Retype the lines of the records starting at the line that contains "Outline every instance" and ending at the line that contains "An example of", both included, without any changes.

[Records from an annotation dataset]
::::
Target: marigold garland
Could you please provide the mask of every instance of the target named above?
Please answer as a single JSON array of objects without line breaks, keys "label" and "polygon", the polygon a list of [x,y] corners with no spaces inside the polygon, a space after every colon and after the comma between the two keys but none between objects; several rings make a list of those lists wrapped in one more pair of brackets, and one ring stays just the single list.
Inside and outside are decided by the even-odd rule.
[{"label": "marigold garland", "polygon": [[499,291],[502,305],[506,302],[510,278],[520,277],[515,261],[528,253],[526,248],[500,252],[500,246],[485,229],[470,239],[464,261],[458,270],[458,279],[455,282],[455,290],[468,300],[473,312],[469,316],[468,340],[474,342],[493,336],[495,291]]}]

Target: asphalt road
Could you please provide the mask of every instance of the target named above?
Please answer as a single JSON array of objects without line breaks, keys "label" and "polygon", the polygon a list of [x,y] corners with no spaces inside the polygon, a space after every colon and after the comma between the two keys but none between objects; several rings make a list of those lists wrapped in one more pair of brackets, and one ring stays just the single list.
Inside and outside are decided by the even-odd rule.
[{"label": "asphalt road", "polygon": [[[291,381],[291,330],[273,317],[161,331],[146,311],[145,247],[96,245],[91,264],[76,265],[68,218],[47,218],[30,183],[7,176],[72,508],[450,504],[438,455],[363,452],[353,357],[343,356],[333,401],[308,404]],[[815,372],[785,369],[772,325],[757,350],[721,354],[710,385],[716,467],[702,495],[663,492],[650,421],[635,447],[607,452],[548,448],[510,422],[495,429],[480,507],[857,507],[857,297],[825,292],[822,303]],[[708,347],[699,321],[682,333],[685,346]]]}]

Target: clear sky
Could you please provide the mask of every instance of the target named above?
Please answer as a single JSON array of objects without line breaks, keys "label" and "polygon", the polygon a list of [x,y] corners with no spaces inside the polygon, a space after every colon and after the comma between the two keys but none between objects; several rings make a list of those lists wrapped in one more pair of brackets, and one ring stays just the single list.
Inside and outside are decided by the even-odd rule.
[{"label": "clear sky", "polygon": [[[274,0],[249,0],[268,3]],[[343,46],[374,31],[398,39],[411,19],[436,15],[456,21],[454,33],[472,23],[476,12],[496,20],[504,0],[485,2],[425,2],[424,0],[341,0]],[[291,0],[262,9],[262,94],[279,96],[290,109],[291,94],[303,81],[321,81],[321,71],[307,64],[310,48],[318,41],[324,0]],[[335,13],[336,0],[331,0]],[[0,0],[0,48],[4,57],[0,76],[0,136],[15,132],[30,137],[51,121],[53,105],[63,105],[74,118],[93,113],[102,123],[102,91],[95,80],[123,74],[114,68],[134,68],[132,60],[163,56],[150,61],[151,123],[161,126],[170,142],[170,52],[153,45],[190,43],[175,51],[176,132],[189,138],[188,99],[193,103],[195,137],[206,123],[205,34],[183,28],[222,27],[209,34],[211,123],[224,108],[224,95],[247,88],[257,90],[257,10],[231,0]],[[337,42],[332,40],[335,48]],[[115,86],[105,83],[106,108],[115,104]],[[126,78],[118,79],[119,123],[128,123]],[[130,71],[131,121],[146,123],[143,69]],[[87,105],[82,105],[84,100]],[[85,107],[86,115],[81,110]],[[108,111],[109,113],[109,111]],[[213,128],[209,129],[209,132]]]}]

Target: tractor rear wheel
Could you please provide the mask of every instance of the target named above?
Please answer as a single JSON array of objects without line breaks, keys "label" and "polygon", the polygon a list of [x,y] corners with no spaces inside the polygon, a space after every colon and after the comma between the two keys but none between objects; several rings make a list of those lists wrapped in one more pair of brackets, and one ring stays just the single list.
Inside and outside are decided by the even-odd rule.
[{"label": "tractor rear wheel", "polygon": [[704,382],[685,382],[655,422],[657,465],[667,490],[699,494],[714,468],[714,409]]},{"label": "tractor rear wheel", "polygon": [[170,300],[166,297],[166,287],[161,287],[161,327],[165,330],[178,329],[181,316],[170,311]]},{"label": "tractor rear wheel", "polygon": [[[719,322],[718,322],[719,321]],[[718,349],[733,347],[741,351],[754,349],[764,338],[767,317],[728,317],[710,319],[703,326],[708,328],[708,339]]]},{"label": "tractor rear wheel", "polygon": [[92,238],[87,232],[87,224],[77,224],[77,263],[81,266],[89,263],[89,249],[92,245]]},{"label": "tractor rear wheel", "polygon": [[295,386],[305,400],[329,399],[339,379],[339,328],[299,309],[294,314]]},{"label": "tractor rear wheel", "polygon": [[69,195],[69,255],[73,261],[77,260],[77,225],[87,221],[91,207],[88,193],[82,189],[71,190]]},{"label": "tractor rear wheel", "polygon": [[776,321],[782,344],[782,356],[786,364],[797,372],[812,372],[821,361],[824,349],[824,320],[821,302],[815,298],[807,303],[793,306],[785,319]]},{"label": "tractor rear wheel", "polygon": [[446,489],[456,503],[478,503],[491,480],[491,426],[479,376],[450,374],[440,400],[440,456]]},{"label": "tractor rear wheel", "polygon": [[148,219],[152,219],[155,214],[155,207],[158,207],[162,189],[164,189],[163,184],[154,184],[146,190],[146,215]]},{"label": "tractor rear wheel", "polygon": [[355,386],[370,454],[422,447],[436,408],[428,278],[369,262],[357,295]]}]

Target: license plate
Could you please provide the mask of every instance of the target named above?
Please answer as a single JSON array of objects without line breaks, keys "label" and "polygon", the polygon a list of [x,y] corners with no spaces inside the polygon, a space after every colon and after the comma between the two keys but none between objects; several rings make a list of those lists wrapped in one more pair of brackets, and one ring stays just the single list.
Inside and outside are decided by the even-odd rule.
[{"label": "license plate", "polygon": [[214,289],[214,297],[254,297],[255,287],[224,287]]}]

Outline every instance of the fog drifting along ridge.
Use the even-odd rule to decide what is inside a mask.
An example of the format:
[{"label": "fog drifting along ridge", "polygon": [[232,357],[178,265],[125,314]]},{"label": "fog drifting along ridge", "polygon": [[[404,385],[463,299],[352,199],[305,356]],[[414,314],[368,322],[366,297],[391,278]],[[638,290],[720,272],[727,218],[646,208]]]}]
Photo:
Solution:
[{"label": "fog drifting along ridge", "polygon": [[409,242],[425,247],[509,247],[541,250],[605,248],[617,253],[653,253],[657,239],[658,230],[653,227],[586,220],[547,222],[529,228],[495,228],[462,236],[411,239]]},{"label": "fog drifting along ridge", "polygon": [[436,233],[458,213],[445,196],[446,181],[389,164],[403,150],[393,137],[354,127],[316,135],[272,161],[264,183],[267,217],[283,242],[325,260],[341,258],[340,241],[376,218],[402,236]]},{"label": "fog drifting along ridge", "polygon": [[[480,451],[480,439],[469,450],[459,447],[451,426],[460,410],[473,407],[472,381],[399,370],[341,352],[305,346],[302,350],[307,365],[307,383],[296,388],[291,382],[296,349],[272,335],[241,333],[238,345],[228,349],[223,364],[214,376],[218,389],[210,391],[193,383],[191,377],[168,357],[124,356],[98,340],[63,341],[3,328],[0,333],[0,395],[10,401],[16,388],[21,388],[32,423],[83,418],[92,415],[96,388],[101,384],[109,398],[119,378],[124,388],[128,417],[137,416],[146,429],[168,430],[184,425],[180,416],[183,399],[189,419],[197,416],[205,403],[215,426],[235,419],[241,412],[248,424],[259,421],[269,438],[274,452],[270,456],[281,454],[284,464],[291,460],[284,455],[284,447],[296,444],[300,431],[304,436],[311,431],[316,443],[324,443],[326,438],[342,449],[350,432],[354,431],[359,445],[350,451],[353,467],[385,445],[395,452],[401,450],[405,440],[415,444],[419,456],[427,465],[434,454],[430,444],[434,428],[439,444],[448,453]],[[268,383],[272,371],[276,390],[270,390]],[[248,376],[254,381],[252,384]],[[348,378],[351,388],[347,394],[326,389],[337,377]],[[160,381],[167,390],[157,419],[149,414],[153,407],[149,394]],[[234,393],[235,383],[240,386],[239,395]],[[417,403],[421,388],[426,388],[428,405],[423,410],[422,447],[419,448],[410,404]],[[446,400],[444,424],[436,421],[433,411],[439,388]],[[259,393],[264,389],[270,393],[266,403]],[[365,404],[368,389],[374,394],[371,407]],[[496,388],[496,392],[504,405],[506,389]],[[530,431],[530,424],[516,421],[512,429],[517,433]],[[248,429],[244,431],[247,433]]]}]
::::
*RESPONSE TO THE TASK*
Outline every instance of the fog drifting along ridge.
Use the even-odd rule to decide what is inside a mask.
An example of the format:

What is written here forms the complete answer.